With the pictures left out, copy the listing below exactly.

※

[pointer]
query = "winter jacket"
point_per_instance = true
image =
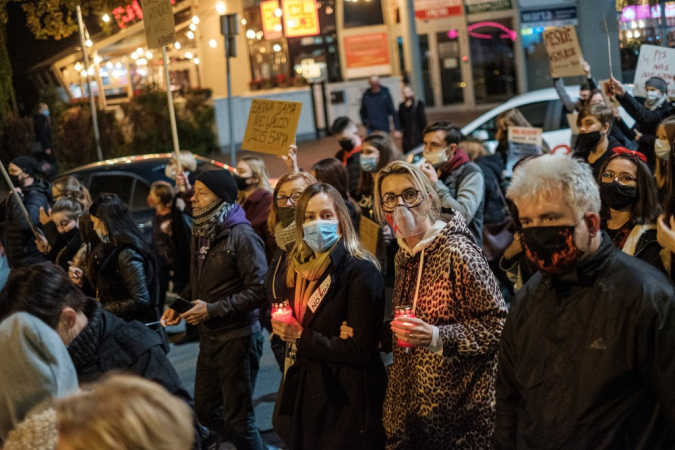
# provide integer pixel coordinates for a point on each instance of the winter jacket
(257, 207)
(35, 370)
(19, 239)
(231, 282)
(127, 284)
(585, 360)
(442, 400)
(413, 122)
(463, 190)
(332, 396)
(376, 107)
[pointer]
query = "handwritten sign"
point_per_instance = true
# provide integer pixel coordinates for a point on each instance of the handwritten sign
(655, 62)
(271, 126)
(160, 26)
(523, 141)
(369, 232)
(564, 53)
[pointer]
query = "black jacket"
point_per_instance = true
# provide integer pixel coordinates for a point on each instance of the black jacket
(19, 239)
(333, 395)
(127, 284)
(586, 359)
(231, 282)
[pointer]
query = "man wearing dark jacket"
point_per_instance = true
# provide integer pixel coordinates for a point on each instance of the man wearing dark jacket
(98, 342)
(585, 359)
(226, 286)
(35, 194)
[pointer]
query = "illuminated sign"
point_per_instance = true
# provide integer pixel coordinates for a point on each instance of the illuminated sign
(270, 13)
(301, 18)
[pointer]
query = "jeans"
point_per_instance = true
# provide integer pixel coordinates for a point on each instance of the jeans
(224, 385)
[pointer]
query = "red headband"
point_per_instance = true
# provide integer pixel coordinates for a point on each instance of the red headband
(633, 153)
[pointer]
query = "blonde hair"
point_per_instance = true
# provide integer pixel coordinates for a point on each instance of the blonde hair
(285, 178)
(125, 412)
(345, 227)
(419, 180)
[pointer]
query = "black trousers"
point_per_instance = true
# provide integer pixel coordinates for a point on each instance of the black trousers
(224, 385)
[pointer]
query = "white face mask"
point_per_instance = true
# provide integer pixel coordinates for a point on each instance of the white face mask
(662, 149)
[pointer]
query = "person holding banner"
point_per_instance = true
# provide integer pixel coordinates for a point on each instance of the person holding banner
(35, 194)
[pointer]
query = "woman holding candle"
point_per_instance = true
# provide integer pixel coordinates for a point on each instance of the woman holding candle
(441, 392)
(332, 393)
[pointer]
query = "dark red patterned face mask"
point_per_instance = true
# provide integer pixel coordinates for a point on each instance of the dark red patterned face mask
(551, 249)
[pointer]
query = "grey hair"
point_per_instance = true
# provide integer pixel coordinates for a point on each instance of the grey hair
(548, 173)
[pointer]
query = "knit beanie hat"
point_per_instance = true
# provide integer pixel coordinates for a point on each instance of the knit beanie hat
(657, 83)
(221, 183)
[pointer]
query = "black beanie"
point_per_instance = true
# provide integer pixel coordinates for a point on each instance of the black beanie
(221, 183)
(27, 164)
(657, 83)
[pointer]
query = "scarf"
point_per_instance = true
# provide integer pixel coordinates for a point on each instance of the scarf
(308, 269)
(285, 237)
(207, 219)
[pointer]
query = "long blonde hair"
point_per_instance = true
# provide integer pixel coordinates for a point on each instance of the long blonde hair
(345, 227)
(125, 412)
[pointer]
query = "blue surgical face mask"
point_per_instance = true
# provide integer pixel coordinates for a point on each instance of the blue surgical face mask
(368, 163)
(320, 235)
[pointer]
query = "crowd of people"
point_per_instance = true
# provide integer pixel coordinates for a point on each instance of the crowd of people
(499, 304)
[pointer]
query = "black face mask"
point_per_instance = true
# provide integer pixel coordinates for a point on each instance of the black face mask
(346, 145)
(617, 196)
(589, 141)
(286, 215)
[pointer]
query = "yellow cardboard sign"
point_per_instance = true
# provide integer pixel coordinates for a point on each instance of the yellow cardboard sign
(271, 126)
(369, 232)
(160, 26)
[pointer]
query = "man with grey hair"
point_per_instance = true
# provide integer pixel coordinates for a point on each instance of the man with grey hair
(586, 356)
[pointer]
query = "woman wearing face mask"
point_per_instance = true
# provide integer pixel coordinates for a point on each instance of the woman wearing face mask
(331, 395)
(126, 278)
(255, 196)
(630, 205)
(287, 192)
(458, 314)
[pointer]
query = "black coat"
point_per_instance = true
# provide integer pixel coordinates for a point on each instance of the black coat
(333, 394)
(586, 359)
(19, 239)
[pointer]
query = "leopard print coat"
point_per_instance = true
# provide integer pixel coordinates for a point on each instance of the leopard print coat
(446, 401)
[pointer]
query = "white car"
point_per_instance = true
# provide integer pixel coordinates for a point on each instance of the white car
(542, 108)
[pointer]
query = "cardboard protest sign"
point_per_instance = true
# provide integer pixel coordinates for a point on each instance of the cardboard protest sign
(160, 26)
(564, 53)
(271, 126)
(369, 232)
(655, 62)
(523, 141)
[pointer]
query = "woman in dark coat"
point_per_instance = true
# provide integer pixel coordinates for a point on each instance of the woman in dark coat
(333, 390)
(127, 277)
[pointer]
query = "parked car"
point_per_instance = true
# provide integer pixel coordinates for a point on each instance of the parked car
(130, 178)
(542, 108)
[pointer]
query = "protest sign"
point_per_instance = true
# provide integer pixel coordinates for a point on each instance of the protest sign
(160, 26)
(523, 141)
(369, 232)
(271, 126)
(655, 62)
(564, 53)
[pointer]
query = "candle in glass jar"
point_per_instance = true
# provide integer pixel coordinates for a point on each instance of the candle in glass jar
(282, 311)
(404, 311)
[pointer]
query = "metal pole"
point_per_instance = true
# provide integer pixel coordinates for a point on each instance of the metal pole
(230, 119)
(411, 48)
(92, 104)
(172, 112)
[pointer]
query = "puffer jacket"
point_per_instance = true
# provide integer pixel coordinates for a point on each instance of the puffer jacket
(585, 360)
(19, 239)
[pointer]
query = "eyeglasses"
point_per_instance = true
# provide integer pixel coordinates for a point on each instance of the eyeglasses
(609, 177)
(411, 198)
(282, 199)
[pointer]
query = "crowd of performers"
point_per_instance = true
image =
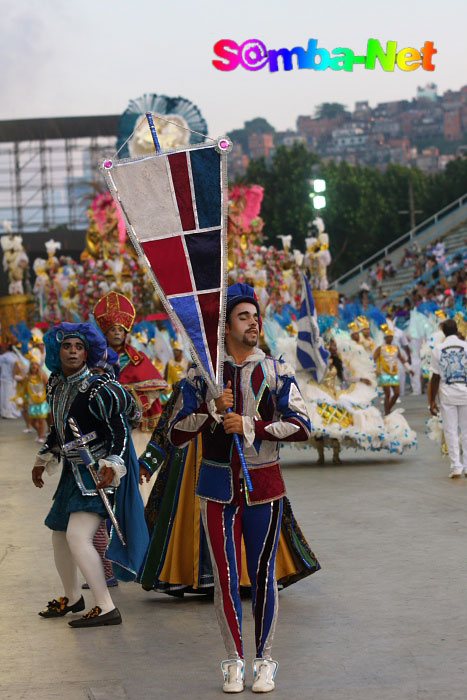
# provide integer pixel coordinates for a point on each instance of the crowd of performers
(163, 450)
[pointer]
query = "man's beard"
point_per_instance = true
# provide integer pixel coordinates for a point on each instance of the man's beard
(249, 340)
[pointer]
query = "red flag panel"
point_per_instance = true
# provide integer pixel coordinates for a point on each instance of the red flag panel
(168, 261)
(181, 181)
(210, 309)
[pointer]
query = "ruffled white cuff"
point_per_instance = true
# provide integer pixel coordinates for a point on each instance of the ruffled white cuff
(213, 411)
(117, 464)
(248, 430)
(49, 461)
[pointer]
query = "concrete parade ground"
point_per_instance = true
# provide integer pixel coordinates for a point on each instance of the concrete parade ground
(385, 618)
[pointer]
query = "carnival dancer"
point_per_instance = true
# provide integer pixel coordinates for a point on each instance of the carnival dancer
(354, 330)
(98, 407)
(386, 358)
(178, 559)
(115, 315)
(365, 334)
(402, 342)
(8, 383)
(449, 367)
(33, 394)
(267, 410)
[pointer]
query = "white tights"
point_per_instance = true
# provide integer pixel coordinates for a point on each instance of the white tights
(73, 549)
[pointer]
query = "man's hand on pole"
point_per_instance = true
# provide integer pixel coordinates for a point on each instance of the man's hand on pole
(226, 400)
(106, 476)
(233, 423)
(37, 479)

※

= Result of the exercise =
[pointer]
query = "winter jacket"
point_per_instance = true
image =
# provide integer pixel coordinates for a point on each instance of the winter jacket
(257, 207)
(35, 370)
(19, 239)
(231, 282)
(127, 284)
(585, 360)
(442, 400)
(413, 122)
(463, 190)
(332, 396)
(376, 107)
[pointer]
query = "handwritten sign"
point_per_instance = true
# provide integer pixel coordinates for a point on each instance of the handwritten sign
(655, 62)
(271, 126)
(160, 26)
(523, 141)
(369, 232)
(564, 53)
[pointer]
query = "black jacket"
point_per_instance = true
# provide integer pixel coordinates for a point on each instance of the black jacket
(19, 239)
(333, 395)
(127, 284)
(586, 359)
(231, 282)
[pointer]
query = "man wearing dark jacket"
point_per_instance = true
# provide integer pixel coordinates for a point on each instance of the man wearing dark jacket
(98, 342)
(585, 359)
(226, 286)
(35, 194)
[pointer]
query = "illuminated sign"
point_per_instance = true
# provide integer pixel coordinates for a point on each instance of the illuminated sign
(270, 13)
(301, 18)
[pointer]
query = "jeans"
point_per_instance = true
# provide integer pixel coordinates for a point on each instance of the jeans
(224, 385)
[pointer]
query = "red headband"
point_per_instance = true
# provide integer pixel coordinates for a point on each instance of the red headband
(633, 153)
[pointer]
query = "blonde hair"
point_per_instance = true
# provide integer pixel coordinates for a point on each instance of the blonde hair
(285, 178)
(125, 412)
(345, 227)
(419, 180)
[pointer]
query = "black trousers"
point_per_instance = true
# provide integer pixel coordinates for a point on each instance of the black trousers
(224, 385)
[pointer]
query = "white face mask"
point_per_instance = true
# provide integer pixel coordinates for a point on each instance of the white face mask
(662, 149)
[pointer]
query = "person holding banner"
point_per_instance = true
# provide integer pixel coordinates for a point on each instance of the person holding banner
(35, 194)
[pointer]
query = "woman holding candle"
point_per_instance = true
# provide integer pixel coordinates for a point on each instance of the woman holding candle
(441, 392)
(332, 393)
[pointer]
query = "dark red patterned face mask"
point_per_instance = true
# provide integer pixel coordinates for a point on each instance of the dark red patterned face mask
(551, 249)
[pointer]
query = "grey hair"
point_per_instance = true
# provide integer pixel coordinates for a point on each instance of the grey hair
(548, 173)
[pointer]
query = "knit beanie hat"
point_per_instance = true
# provide integer pixel coordinates for a point on each instance of the knit beanie hat
(657, 83)
(221, 183)
[pointer]
query = "black beanie"
point_per_instance = true
# provide integer pixel coordinates for a point on each instance of the black beanie
(221, 183)
(27, 164)
(657, 83)
[pointer]
query = "scarf"
point_per_instance = true
# provide integer pixel coordinates for a point on each instance of the scarf
(308, 269)
(285, 237)
(207, 219)
[pointer]
query = "long blonde hair"
point_per_instance = true
# provide integer pixel coordinates for a point on each instance of the long blonde hair
(345, 227)
(125, 412)
[pointer]
query = "blue surgical face mask"
point_per_instance = true
# provide integer pixel coordinates for a point on each instance of the blue surgical face mask
(368, 163)
(320, 235)
[pointer]
query = "crowd of people"
point_per_instance = true
# provide integer pixel coordinates for a point on each instance of the crowd of people
(499, 304)
[pointer]
query = "black face mask"
point_per_instance = true
# provide integer pixel coordinates for a point on each instance of the black face mask
(346, 145)
(617, 196)
(589, 141)
(286, 215)
[pointer]
query = "yellow cardboard sign"
point_per_instance = true
# provide integer pixel coordinates for a point on each instance of the yellow cardboard sign
(271, 126)
(369, 232)
(160, 26)
[pointer]
query = "man with grey hair"
point_per_instance = true
# provide integer pixel coordinates for a point on each instance of the man with grey hair
(586, 356)
[pointer]
query = "woman wearing face mask"
point_per_instance = true
# provide integer pixel coordinates for a point on each instance of the woman wearing face mask
(331, 395)
(126, 278)
(255, 196)
(630, 205)
(287, 192)
(458, 314)
[pointer]
query = "black coat"
point_per_instance = true
# provide integer pixel coordinates for a point on each instance of the black coat
(333, 394)
(586, 359)
(19, 239)
[pointer]
query = "leopard print coat"
point_per_instance = true
# provide integer pixel coordinates for a point on each instance of the leopard print coat
(446, 401)
[pointer]
query = "white car"
point_per_instance = true
# provide integer pixel coordinates for a point on each instance of the white car
(542, 108)
[pointer]
query = "cardboard protest sign"
point_per_instance = true
# provide integer pixel coordinates for a point on each instance of the cardboard protest sign
(160, 26)
(564, 53)
(271, 126)
(369, 232)
(655, 62)
(523, 141)
[pointer]
query = "woman in dark coat"
point_per_instance = true
# provide integer pixel coordinates for a point on each instance of the woman in dark coat
(333, 390)
(127, 277)
[pointer]
query = "parked car"
point_per_instance = true
# provide integer pixel coordinates for a point on each instance of the parked car
(130, 178)
(542, 108)
[pointer]
query = "protest sign"
point_per_instance = true
# provide integer pixel coordinates for a point on each instance of the protest sign
(160, 26)
(523, 141)
(369, 232)
(271, 126)
(655, 62)
(564, 53)
[pointer]
query = "candle in glass jar"
point_per_instance = true
# provide integer pixel coordinates for a point on each instance of the candle in glass jar
(282, 311)
(404, 311)
[pointer]
query = "metal pole"
point_per_instance = true
# provide integer pixel coordinates for a point on each instance of the metal pole
(230, 119)
(411, 48)
(92, 104)
(172, 112)
[pointer]
query = "puffer jacket"
point_per_instance = true
# provide integer pixel coordinates for a point on each instance of the puffer jacket
(585, 360)
(19, 239)
[pointer]
query = "eyeglasses"
point_per_instance = true
# provide integer pixel coordinates for a point on each instance of the eyeglasses
(609, 177)
(411, 198)
(282, 199)
[pointer]
query = "crowd of performers"
point_per_instance = true
image =
# provide integer pixel coordinates for a point on each instance of the crowd of performers
(163, 450)
[pointer]
query = "man's beard"
point_per_instance = true
# provide integer pixel coordinates for a point on each instance of the man's beard
(249, 340)
[pointer]
query = "red flag panel"
point_per_instance = true
# provide integer pixel coordinates for a point on each instance of the red flag panel
(168, 261)
(181, 181)
(210, 309)
[pointer]
query = "ruffled white cuff"
point_per_instance = true
# provide integer pixel coordinates for a point on each instance of the ruffled white cuff
(213, 411)
(117, 464)
(248, 430)
(49, 461)
[pointer]
query = "concrete parade ground"
point_per_instance = true
# provide integer pixel coordinates for a point on each instance of the concrete parade ground
(385, 618)
[pointer]
query = "carnival dancer"
point_per_instance = true
# provide integer pixel coordinates for a point on each instance of the carnival dancer
(354, 330)
(98, 407)
(386, 358)
(178, 559)
(115, 315)
(365, 334)
(402, 342)
(8, 383)
(449, 367)
(33, 394)
(267, 410)
[pointer]
query = "white tights"
point_per_instance = true
# provide integer pixel coordinates for a point on each instance of the white tights
(73, 549)
[pointer]
query = "man's hand on pole"
point_per_instance = true
# provide integer pixel coordinates for a point on each instance of the man's hand on pole
(226, 400)
(106, 476)
(233, 423)
(37, 479)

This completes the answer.